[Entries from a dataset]
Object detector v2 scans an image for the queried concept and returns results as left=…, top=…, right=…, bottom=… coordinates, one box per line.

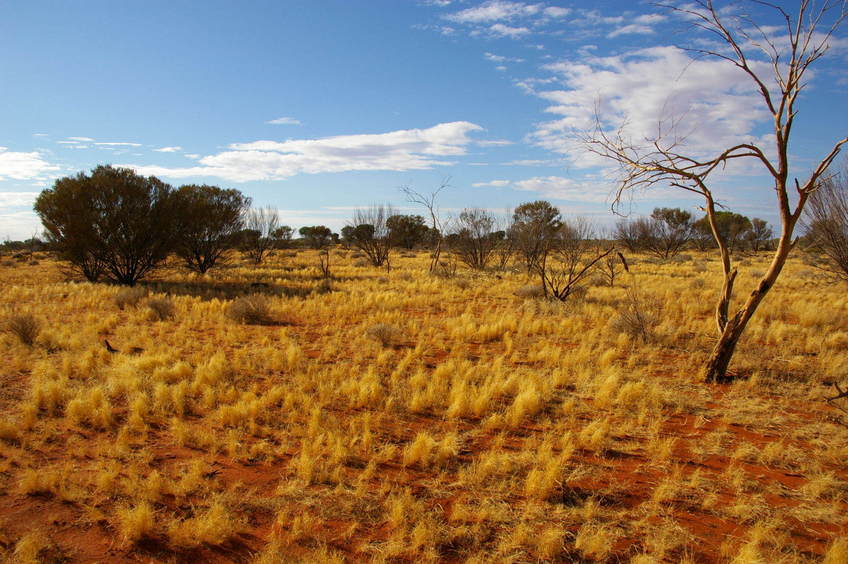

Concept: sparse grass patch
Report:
left=6, top=313, right=41, bottom=347
left=114, top=286, right=147, bottom=309
left=227, top=294, right=273, bottom=325
left=365, top=323, right=403, bottom=347
left=147, top=298, right=176, bottom=321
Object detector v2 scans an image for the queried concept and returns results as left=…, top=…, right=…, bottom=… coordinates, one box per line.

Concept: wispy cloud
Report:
left=472, top=176, right=610, bottom=203
left=531, top=46, right=768, bottom=168
left=445, top=0, right=543, bottom=23
left=483, top=52, right=524, bottom=63
left=121, top=121, right=482, bottom=182
left=0, top=192, right=39, bottom=209
left=265, top=117, right=300, bottom=125
left=0, top=147, right=59, bottom=180
left=489, top=23, right=530, bottom=39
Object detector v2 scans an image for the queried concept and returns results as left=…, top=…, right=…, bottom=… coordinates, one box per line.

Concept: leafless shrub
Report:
left=365, top=323, right=403, bottom=347
left=147, top=298, right=174, bottom=321
left=804, top=167, right=848, bottom=281
left=226, top=294, right=272, bottom=325
left=612, top=286, right=662, bottom=343
left=6, top=313, right=41, bottom=347
left=115, top=286, right=147, bottom=309
left=431, top=255, right=457, bottom=278
left=515, top=284, right=545, bottom=300
left=454, top=278, right=471, bottom=290
left=315, top=278, right=333, bottom=294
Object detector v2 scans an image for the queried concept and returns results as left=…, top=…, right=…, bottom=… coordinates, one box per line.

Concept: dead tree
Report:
left=586, top=0, right=848, bottom=382
left=400, top=177, right=450, bottom=272
left=534, top=218, right=615, bottom=302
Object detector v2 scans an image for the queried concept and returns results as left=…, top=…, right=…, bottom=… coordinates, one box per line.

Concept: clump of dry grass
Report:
left=226, top=294, right=273, bottom=325
left=365, top=323, right=403, bottom=347
left=147, top=298, right=174, bottom=321
left=6, top=313, right=41, bottom=347
left=612, top=287, right=662, bottom=343
left=515, top=284, right=545, bottom=300
left=115, top=286, right=147, bottom=310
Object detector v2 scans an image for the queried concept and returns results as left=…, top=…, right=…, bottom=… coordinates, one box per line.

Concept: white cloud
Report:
left=471, top=180, right=512, bottom=188
left=0, top=192, right=39, bottom=209
left=472, top=176, right=611, bottom=203
left=0, top=147, right=59, bottom=180
left=483, top=53, right=524, bottom=63
left=545, top=6, right=571, bottom=18
left=119, top=121, right=482, bottom=182
left=607, top=24, right=655, bottom=39
left=530, top=47, right=768, bottom=168
left=265, top=117, right=300, bottom=125
left=445, top=0, right=542, bottom=24
left=489, top=23, right=530, bottom=39
left=0, top=211, right=42, bottom=240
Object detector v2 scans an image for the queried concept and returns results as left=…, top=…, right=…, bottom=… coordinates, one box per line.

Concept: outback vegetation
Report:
left=0, top=241, right=848, bottom=563
left=0, top=0, right=848, bottom=564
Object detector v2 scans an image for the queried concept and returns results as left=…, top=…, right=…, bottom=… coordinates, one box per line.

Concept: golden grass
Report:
left=0, top=251, right=848, bottom=563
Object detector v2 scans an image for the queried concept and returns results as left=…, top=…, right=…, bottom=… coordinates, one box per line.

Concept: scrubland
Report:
left=0, top=250, right=848, bottom=564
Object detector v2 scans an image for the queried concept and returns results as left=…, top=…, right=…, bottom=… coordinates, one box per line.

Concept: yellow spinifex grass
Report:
left=0, top=249, right=848, bottom=562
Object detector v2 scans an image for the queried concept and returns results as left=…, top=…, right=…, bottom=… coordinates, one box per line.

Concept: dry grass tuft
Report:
left=115, top=286, right=147, bottom=310
left=515, top=284, right=545, bottom=300
left=365, top=323, right=403, bottom=347
left=147, top=298, right=175, bottom=321
left=227, top=294, right=273, bottom=325
left=6, top=313, right=41, bottom=347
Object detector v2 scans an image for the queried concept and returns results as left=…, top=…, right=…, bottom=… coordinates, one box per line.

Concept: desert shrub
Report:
left=365, top=323, right=402, bottom=347
left=147, top=298, right=174, bottom=321
left=226, top=294, right=272, bottom=325
left=612, top=287, right=662, bottom=343
left=454, top=278, right=471, bottom=290
left=115, top=286, right=147, bottom=309
left=6, top=313, right=41, bottom=347
left=515, top=284, right=545, bottom=300
left=315, top=278, right=333, bottom=295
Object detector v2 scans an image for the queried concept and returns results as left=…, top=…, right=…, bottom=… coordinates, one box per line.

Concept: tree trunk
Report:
left=703, top=231, right=794, bottom=382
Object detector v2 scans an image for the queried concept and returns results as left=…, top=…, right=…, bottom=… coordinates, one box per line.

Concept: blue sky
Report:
left=0, top=0, right=848, bottom=238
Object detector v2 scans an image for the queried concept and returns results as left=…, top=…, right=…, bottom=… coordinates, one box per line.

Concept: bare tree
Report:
left=747, top=217, right=774, bottom=253
left=242, top=206, right=280, bottom=264
left=804, top=170, right=848, bottom=281
left=587, top=0, right=848, bottom=382
left=534, top=218, right=615, bottom=301
left=509, top=200, right=562, bottom=274
left=174, top=184, right=250, bottom=274
left=400, top=177, right=450, bottom=272
left=349, top=205, right=395, bottom=266
left=448, top=208, right=503, bottom=270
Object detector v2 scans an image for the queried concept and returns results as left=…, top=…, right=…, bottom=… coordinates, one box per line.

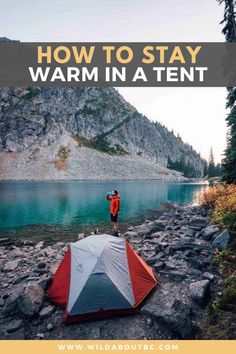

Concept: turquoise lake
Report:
left=0, top=181, right=206, bottom=235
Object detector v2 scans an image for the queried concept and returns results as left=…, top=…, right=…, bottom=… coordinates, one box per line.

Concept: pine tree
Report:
left=208, top=148, right=216, bottom=177
left=217, top=0, right=236, bottom=183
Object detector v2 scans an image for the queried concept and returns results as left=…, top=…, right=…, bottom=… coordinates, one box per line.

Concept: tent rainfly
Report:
left=48, top=234, right=157, bottom=323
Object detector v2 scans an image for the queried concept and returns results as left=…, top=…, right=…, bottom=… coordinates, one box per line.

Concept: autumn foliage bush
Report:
left=196, top=184, right=236, bottom=230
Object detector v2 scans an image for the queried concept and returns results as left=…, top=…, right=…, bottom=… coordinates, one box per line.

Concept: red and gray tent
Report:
left=49, top=234, right=157, bottom=323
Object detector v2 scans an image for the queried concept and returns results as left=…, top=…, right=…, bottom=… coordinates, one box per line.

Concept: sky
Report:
left=0, top=0, right=227, bottom=162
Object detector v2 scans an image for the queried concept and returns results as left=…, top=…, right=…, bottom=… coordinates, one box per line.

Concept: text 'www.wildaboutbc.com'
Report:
left=57, top=343, right=179, bottom=352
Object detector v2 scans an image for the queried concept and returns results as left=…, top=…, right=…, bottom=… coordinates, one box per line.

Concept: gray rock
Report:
left=6, top=319, right=23, bottom=333
left=202, top=225, right=220, bottom=240
left=39, top=305, right=55, bottom=318
left=189, top=280, right=210, bottom=305
left=202, top=272, right=215, bottom=280
left=189, top=216, right=207, bottom=228
left=212, top=229, right=235, bottom=250
left=141, top=300, right=196, bottom=339
left=3, top=259, right=20, bottom=271
left=168, top=270, right=186, bottom=281
left=1, top=327, right=25, bottom=340
left=0, top=237, right=14, bottom=246
left=17, top=283, right=44, bottom=317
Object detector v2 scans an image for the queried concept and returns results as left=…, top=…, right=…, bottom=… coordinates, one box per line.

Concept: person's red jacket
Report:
left=107, top=195, right=120, bottom=216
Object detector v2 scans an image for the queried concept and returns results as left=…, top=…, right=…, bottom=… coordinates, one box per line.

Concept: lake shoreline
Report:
left=0, top=205, right=232, bottom=339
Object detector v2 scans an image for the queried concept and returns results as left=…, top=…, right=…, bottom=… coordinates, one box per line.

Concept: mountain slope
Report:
left=0, top=87, right=204, bottom=178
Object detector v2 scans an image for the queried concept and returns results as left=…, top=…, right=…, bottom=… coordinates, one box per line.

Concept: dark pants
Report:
left=111, top=214, right=118, bottom=222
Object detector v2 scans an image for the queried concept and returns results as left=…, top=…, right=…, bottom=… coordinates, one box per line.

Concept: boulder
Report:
left=212, top=229, right=236, bottom=250
left=189, top=279, right=210, bottom=305
left=17, top=283, right=44, bottom=317
left=5, top=319, right=23, bottom=333
left=39, top=305, right=54, bottom=318
left=0, top=237, right=14, bottom=246
left=189, top=216, right=207, bottom=228
left=202, top=272, right=215, bottom=280
left=3, top=259, right=20, bottom=272
left=141, top=300, right=196, bottom=339
left=202, top=225, right=220, bottom=240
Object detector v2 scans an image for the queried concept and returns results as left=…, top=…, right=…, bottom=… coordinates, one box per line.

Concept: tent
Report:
left=48, top=234, right=157, bottom=323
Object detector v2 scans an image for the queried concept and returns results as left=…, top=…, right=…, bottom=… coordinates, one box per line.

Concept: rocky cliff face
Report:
left=0, top=88, right=203, bottom=177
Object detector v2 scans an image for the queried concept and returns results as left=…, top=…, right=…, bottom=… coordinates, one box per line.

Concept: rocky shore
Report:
left=0, top=205, right=231, bottom=339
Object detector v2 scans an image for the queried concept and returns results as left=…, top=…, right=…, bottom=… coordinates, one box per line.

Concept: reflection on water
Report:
left=0, top=181, right=206, bottom=229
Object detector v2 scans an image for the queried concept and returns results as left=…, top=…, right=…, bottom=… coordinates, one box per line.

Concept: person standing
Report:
left=107, top=189, right=120, bottom=236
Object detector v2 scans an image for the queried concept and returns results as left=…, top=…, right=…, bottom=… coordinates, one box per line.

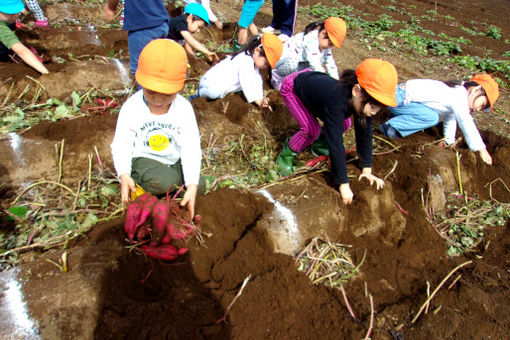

Objective: Extract each line from the rows above that contains the word "grass".

Output of the task:
Concept: sparse grass patch
Concept: clump of dry grass
Concept: golden grass
Concept: yellow spinifex grass
Concept: dry grass tuft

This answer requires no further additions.